▶ EXERCISE BRIEF: Copy out exactly the lines from the line containing "does the grey" to the end of the listing.

[Coordinate annotation entries]
┄┄┄┄┄┄┄┄┄┄┄┄┄┄┄┄┄┄┄┄
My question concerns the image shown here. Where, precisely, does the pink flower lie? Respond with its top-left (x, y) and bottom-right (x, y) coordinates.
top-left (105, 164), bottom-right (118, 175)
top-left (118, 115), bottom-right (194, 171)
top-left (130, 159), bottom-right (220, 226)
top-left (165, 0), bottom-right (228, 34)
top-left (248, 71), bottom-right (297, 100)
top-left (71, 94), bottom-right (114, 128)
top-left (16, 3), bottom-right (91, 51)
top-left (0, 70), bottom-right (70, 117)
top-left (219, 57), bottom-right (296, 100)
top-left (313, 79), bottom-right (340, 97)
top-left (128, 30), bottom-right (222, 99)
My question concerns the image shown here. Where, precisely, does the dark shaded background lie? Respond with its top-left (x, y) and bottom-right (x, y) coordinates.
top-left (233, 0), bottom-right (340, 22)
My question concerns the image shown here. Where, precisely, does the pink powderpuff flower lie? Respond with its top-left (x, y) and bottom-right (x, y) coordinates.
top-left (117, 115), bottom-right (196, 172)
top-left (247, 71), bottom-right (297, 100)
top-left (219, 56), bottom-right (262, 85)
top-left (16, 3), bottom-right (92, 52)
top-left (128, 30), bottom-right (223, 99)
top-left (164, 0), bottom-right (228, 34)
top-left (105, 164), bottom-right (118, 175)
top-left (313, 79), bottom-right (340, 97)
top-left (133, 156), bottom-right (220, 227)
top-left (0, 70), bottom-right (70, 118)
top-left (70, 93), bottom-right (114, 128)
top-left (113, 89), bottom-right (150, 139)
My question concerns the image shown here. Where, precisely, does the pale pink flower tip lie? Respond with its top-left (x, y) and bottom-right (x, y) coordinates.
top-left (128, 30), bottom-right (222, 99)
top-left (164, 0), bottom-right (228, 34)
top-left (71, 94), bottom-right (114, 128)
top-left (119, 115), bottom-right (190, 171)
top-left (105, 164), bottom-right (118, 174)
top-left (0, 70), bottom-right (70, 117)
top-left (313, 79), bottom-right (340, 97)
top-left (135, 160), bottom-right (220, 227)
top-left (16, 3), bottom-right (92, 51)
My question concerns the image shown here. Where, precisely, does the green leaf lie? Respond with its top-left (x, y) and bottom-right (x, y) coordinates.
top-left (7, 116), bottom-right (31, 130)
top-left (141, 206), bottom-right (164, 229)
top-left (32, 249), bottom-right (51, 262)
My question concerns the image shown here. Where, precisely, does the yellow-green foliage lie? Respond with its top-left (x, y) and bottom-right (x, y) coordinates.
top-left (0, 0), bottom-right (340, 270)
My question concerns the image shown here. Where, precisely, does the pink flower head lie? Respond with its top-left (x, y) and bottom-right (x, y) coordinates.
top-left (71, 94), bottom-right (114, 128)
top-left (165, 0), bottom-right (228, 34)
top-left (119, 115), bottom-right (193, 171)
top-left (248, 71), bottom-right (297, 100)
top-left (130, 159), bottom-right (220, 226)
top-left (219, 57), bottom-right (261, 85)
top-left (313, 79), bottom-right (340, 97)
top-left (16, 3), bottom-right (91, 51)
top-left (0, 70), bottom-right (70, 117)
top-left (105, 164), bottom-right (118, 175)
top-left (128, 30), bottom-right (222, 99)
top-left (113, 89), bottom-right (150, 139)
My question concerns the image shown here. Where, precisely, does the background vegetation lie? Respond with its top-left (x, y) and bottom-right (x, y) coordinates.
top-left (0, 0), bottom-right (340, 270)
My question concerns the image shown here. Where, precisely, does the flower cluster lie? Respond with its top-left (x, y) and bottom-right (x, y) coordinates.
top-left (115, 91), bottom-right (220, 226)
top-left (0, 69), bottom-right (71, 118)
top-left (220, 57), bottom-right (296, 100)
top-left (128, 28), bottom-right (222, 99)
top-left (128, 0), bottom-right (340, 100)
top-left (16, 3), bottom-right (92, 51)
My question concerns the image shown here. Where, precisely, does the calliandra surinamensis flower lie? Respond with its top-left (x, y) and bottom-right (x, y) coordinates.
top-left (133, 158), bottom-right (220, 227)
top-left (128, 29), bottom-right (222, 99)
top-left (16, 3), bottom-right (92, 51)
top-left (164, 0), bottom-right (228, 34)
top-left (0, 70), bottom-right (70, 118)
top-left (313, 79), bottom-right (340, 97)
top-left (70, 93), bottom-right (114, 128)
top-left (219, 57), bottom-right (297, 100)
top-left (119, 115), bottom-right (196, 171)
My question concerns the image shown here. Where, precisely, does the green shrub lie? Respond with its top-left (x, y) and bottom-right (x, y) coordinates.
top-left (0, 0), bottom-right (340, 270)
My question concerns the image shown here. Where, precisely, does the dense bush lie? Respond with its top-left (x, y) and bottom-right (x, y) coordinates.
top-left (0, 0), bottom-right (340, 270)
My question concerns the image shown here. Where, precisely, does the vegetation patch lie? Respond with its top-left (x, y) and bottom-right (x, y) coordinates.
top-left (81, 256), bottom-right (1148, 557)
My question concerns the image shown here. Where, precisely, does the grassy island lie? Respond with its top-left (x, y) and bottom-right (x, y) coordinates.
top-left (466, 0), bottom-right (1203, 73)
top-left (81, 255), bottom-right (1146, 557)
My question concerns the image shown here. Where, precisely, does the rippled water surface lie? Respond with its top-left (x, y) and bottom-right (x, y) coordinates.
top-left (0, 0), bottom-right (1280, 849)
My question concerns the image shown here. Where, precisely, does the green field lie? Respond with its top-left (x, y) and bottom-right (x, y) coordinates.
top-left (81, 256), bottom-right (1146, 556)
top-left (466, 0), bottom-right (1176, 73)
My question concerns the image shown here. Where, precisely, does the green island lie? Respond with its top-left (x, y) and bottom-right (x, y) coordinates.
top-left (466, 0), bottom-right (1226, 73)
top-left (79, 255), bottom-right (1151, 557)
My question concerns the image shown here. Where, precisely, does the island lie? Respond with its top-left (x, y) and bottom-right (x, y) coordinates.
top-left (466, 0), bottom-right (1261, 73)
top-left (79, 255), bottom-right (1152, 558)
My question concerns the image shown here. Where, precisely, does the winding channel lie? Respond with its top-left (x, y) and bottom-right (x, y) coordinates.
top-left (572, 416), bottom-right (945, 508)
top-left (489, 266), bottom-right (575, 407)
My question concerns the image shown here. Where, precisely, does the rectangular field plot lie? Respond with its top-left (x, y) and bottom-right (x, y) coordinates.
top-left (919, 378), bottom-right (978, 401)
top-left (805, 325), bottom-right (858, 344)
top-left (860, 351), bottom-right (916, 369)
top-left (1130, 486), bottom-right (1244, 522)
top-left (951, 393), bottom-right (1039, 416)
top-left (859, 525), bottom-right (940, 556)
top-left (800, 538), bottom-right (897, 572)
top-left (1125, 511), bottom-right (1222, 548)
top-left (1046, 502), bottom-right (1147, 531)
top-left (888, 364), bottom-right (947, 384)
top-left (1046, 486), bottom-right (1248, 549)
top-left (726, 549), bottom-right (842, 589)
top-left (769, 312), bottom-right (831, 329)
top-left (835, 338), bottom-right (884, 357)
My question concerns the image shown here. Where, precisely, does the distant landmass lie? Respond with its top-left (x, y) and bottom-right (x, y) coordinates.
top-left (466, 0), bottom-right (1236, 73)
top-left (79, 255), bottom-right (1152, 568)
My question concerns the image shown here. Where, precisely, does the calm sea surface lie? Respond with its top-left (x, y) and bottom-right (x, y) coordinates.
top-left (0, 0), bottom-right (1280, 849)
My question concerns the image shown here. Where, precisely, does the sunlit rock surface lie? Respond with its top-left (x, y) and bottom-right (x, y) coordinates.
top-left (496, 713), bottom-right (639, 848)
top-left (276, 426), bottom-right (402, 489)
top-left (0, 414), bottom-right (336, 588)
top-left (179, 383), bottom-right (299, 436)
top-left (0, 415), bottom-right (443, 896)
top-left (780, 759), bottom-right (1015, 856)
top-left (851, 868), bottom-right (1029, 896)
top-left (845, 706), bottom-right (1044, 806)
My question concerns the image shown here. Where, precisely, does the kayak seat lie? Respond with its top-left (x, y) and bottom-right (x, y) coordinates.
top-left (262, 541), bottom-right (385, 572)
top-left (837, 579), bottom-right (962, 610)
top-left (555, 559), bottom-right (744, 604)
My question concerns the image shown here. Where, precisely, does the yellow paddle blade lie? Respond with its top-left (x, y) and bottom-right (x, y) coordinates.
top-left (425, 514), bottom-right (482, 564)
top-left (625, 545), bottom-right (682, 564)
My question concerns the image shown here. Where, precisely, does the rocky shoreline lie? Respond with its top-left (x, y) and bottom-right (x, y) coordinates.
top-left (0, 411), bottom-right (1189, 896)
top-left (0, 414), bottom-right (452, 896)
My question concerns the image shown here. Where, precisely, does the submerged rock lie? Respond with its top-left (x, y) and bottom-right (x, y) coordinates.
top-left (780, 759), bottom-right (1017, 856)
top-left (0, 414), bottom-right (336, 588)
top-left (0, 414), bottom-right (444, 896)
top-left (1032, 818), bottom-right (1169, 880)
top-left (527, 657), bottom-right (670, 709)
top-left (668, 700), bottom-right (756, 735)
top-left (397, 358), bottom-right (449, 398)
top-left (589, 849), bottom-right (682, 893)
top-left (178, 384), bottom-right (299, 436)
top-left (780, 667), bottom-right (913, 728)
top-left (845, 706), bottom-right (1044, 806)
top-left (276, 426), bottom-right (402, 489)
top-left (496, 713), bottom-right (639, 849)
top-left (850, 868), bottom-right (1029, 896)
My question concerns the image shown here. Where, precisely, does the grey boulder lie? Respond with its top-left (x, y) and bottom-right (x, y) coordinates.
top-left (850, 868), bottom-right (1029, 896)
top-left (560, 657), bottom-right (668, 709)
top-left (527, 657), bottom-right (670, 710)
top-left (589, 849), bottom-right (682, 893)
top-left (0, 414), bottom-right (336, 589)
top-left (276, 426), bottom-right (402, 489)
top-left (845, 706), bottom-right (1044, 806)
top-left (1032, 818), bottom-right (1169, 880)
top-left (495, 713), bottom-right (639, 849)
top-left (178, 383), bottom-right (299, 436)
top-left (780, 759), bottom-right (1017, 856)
┄┄┄┄┄┄┄┄┄┄┄┄┄┄┄┄┄┄┄┄
▶ TASK OUTPUT:
My question concerns the image shown here. Where, precisely, does the grey boulder lie? Respond with its top-left (x, y) and bottom-right (x, y) coordinates.
top-left (850, 868), bottom-right (1029, 896)
top-left (560, 657), bottom-right (668, 709)
top-left (527, 657), bottom-right (670, 710)
top-left (589, 849), bottom-right (682, 893)
top-left (0, 414), bottom-right (336, 589)
top-left (276, 426), bottom-right (402, 489)
top-left (845, 706), bottom-right (1044, 806)
top-left (1032, 818), bottom-right (1169, 880)
top-left (495, 713), bottom-right (639, 849)
top-left (178, 383), bottom-right (299, 436)
top-left (780, 759), bottom-right (1017, 856)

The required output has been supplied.